PROBLEMS TO WORK ON →
- A) Answer these from the passage on Helen Walker King:
(i) Which two Cincinnati radio stations carried King's singing?
(ii) In what year did the "Negro Folk Song Festival" begin?
(iii) During which years was the June Festival held annually?
- B) Carry on the passage on Helen Walker King from its last sentence.

EXCERPTED TEXT →
BEGIN

By Thea Tjepkema
Dramatic soprano Helen Walker King (1898-1957) was an important Black voice in Cincinnati during the first half of the 20th century as a highly regarded singer, public school teacher, and leader advocating for vocal and choral music. Lovingly referred to as “Cincinnati’s soloist,” she was featured in numerous concerts, recitals, and events in churches, clubs, and major venues such as the Emery Auditorium and Music Hall. She was also heard on Cincinnati radio stations WLW and WKRC.
Most notably, King was a founder of the “Negro Folk Song Festival” in 1932, including an African American choir of more than 200 members who performed in Eden Park. The festival, which hosted annual concerts, was the progenitor of the legendary June Festival, held annually between 1938 and 1952. Helen, her sister Breta, their parents Rev. J. Franklin and Hattie Walker, and Helen’s husband Rev. Charles N. King were among the most influential Black Cincinnatians of their time. Their contributions to the quality of life in Cincinnati still resonate today.

END

STORED DATA →
BEGIN

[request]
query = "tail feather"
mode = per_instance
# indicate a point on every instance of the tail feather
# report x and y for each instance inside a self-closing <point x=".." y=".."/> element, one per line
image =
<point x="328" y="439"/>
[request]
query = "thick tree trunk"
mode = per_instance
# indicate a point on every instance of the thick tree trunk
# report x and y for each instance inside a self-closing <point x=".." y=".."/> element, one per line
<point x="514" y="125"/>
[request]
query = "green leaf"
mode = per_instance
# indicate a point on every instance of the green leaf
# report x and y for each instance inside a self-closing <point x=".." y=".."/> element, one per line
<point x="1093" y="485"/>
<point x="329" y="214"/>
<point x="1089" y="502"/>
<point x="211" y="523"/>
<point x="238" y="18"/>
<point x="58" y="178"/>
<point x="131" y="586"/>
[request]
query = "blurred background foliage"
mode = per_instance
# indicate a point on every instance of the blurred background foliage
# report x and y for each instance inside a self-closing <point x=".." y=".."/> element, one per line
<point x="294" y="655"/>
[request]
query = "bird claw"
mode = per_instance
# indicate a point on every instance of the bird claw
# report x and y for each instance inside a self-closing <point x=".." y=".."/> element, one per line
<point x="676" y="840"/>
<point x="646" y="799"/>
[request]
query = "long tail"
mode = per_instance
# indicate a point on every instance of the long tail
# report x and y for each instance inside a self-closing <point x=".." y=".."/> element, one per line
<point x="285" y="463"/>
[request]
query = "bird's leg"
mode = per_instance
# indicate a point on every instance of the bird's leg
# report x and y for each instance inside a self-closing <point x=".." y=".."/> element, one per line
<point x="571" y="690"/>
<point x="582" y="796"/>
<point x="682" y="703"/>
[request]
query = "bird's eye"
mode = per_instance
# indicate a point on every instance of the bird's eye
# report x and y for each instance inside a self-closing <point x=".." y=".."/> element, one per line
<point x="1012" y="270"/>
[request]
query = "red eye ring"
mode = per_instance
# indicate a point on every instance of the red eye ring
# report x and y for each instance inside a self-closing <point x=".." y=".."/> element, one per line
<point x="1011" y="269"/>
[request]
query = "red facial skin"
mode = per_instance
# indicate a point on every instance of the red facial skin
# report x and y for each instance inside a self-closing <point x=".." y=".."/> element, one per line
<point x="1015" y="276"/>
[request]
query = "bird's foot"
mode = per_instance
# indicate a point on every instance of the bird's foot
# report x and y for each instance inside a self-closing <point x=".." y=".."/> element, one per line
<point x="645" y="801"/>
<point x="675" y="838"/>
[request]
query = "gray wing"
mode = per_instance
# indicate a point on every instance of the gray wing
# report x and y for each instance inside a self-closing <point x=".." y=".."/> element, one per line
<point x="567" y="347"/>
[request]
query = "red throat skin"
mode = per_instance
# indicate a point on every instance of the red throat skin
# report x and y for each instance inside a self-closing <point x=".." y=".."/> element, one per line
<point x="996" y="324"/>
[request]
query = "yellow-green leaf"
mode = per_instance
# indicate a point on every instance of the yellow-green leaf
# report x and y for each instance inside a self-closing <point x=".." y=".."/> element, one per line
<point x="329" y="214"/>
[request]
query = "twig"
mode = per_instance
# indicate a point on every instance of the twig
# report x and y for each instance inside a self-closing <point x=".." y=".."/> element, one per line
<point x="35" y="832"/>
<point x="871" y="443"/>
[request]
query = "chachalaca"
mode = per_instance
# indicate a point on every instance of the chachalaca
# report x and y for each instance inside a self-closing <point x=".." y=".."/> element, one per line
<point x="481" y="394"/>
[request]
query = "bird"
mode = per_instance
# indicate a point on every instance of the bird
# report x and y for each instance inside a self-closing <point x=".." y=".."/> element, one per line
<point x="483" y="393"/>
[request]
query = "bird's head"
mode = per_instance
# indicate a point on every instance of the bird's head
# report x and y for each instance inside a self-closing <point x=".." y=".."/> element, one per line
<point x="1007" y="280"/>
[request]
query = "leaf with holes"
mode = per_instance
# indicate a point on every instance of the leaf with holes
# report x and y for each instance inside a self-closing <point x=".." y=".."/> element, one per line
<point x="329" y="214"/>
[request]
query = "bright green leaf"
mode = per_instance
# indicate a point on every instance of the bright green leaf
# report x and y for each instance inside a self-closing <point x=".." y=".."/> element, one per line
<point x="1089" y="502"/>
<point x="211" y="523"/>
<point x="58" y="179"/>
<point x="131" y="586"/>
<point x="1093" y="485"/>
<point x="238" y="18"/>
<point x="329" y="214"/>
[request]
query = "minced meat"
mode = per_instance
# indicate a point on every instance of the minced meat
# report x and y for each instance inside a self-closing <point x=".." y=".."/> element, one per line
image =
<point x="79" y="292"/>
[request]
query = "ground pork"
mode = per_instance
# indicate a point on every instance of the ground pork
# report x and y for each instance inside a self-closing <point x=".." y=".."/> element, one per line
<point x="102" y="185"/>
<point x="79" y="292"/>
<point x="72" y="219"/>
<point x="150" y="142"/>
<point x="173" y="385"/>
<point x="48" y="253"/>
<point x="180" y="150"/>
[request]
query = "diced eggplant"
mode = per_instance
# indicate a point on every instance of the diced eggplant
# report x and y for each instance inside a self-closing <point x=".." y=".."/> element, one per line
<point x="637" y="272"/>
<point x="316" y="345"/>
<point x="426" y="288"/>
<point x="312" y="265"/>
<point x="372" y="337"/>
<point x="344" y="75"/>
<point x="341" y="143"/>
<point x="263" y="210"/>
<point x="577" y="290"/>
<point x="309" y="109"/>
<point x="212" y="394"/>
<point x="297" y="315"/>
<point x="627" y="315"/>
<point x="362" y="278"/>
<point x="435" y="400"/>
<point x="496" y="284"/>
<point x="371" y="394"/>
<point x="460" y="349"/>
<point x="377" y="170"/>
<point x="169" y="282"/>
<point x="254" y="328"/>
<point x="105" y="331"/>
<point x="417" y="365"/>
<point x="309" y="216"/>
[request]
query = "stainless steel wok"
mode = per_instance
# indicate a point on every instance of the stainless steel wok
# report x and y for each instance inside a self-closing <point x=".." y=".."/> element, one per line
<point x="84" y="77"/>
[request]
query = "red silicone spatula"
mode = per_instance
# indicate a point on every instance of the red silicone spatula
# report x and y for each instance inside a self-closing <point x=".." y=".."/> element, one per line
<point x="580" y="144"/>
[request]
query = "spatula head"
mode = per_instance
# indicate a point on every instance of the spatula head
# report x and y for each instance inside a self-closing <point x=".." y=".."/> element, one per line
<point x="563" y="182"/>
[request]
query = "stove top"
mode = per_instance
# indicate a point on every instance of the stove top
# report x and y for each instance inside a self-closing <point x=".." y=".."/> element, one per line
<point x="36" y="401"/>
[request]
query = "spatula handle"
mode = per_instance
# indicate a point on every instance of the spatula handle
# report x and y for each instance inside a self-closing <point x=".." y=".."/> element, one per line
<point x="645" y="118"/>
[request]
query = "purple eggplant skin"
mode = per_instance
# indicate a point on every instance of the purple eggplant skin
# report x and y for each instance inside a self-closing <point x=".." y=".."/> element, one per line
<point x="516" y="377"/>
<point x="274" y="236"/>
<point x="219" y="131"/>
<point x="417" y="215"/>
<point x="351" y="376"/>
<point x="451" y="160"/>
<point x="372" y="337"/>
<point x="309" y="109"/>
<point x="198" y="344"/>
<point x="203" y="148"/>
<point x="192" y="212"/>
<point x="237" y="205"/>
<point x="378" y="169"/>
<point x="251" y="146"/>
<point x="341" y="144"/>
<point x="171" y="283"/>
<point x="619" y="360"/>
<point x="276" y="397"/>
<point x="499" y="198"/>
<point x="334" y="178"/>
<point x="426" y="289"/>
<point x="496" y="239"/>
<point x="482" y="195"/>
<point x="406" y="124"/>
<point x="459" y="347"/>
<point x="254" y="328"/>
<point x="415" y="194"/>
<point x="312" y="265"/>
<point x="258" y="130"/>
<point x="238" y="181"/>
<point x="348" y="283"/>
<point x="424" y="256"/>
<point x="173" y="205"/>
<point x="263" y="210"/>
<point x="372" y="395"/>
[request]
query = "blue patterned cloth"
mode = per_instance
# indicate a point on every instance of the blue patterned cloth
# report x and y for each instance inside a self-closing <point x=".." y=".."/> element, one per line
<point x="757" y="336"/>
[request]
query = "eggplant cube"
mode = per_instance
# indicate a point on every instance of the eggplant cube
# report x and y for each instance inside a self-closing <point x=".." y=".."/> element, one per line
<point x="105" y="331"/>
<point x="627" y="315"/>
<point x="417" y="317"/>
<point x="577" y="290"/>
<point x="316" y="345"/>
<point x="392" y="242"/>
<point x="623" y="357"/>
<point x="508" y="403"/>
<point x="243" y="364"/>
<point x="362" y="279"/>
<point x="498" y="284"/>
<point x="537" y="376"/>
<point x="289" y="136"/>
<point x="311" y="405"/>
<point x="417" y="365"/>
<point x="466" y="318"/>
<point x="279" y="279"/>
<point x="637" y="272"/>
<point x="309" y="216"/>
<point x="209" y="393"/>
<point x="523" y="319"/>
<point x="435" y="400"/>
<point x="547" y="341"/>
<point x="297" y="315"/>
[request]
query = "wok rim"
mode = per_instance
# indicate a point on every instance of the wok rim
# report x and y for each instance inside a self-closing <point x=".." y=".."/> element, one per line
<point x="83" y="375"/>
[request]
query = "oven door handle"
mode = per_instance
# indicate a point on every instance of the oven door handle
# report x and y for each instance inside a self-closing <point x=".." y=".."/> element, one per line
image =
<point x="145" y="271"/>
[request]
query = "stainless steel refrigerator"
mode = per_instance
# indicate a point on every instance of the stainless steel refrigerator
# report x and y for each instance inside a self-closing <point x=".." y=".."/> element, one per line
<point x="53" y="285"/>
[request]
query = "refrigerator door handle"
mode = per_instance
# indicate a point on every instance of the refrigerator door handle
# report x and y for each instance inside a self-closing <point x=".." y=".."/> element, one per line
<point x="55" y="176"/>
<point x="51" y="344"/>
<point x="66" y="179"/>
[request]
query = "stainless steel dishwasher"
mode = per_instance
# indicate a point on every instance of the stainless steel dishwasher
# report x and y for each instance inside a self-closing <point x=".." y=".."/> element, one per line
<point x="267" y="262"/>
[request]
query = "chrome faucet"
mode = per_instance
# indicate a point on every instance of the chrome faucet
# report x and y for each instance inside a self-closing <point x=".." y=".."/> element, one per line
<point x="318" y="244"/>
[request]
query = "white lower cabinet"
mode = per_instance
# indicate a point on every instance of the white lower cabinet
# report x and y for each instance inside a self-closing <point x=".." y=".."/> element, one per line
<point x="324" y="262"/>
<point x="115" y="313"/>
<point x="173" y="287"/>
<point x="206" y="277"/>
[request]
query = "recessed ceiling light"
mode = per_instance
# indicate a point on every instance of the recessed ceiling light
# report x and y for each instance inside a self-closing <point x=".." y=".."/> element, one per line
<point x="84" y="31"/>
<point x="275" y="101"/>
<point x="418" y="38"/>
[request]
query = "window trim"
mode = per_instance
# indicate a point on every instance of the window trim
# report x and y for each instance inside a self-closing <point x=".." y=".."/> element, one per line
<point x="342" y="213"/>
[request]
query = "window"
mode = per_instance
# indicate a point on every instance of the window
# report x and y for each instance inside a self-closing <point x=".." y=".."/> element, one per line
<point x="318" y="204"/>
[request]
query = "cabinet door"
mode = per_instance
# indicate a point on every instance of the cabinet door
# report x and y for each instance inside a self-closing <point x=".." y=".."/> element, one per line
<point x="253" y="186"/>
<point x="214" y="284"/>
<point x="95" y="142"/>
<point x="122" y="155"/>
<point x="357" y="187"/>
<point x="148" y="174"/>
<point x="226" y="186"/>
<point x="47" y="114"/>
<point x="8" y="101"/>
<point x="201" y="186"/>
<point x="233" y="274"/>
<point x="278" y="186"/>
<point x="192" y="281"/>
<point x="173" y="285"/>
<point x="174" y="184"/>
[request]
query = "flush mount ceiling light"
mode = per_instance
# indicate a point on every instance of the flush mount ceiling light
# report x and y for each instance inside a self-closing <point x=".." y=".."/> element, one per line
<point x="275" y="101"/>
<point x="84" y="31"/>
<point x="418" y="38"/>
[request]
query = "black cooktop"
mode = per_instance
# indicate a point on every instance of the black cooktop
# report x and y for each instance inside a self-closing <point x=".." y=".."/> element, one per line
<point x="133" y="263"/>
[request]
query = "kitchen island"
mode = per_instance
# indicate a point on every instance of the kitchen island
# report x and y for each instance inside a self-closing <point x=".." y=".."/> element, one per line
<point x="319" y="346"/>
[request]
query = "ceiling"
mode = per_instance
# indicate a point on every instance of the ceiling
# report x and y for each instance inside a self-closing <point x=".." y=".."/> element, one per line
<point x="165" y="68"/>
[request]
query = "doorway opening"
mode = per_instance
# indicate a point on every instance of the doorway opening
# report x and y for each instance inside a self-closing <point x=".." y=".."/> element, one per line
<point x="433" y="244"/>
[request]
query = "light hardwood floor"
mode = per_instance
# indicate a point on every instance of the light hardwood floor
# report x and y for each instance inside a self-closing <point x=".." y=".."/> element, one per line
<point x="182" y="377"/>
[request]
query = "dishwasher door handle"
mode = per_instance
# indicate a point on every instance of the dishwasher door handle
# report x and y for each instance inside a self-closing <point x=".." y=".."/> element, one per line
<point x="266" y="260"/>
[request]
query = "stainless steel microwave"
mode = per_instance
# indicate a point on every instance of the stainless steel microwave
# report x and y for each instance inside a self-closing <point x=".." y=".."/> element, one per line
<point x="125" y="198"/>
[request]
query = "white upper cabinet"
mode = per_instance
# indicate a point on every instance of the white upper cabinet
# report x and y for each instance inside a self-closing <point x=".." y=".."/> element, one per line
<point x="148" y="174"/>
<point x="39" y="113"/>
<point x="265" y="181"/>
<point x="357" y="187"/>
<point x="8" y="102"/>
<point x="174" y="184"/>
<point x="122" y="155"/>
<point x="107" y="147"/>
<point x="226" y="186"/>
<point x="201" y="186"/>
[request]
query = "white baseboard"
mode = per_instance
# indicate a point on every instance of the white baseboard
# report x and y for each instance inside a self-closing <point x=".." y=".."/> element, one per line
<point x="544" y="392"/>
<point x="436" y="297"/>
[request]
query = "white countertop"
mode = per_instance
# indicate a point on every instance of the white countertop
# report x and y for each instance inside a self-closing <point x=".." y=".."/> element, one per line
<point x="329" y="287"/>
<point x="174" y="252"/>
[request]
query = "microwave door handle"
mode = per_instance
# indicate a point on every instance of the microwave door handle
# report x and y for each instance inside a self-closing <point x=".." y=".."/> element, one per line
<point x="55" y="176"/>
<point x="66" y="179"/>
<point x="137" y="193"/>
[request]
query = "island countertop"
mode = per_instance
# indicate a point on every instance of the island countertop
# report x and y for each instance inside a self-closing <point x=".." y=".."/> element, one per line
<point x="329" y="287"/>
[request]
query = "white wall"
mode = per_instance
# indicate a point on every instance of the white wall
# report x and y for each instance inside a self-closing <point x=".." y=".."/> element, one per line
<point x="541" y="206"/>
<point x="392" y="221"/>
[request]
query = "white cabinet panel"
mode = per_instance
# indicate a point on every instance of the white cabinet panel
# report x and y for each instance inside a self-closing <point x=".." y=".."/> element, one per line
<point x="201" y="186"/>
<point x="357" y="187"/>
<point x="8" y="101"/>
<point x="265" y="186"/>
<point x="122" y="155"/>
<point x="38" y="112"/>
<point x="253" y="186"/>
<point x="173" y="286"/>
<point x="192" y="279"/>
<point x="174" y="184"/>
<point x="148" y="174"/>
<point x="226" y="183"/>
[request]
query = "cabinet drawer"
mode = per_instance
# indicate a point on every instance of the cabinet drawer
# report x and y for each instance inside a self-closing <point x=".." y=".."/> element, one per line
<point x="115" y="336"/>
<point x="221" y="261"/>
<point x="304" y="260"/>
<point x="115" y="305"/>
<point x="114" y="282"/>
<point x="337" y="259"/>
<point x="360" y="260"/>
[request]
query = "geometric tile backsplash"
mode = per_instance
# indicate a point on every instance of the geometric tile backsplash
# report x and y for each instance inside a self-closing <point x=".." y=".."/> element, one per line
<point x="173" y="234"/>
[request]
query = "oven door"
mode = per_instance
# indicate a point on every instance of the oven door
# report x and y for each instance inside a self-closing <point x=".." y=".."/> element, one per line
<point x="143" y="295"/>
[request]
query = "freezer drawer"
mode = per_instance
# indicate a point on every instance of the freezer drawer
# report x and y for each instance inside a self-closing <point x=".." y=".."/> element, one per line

END

ANSWER LIST →
- A)
(i) WLW and WKRC
(ii) 1932
(iii) 1938 to 1952

- B)
EDUCATOR & VOCALIST
Helen Cooper Walker grew up in Cincinnati’s West End (on W. Eighth St. and W. Ninth Ave.) loving music and singing in her father’s nearby Baptist church choir.
She graduated from Woodward High School in 1917 and received an B.A. (A.B.) in education from the University of Cincinnati (U.C.) in 1921.In the summer of 1924, Helen attended the New England Conservatory of Music in Boston, studying voice with prestigious tenor Clarence B. Shirley, who also taught fellow Cincinnatian Nadine Roberts Waters.
Helen was devoted to her life in education, teaching at Frederick Douglass Elementary public school for more than 25 years between 1922 and 1955.
She was the first female and youngest trustee of Wilberforce University from 1926-1929. Appointed by the Governor of Ohio to represent Hamilton County, her board leadership of the Combined Normal (teacher training) and Industrial Department meant traveling to five meetings a year in Wilberforce, Ohio, during her three-year appointment.
At 21-years-old she moved with her parents and younger sister, Breta, from downtown into their home in Walnut Hills at 3240 Beresford Avenue (razed).
THE ACCOMPLISHED WALKER FAMILY
FATHER: REV. JUNIUS FRANKLIN WALKER (1873-1957)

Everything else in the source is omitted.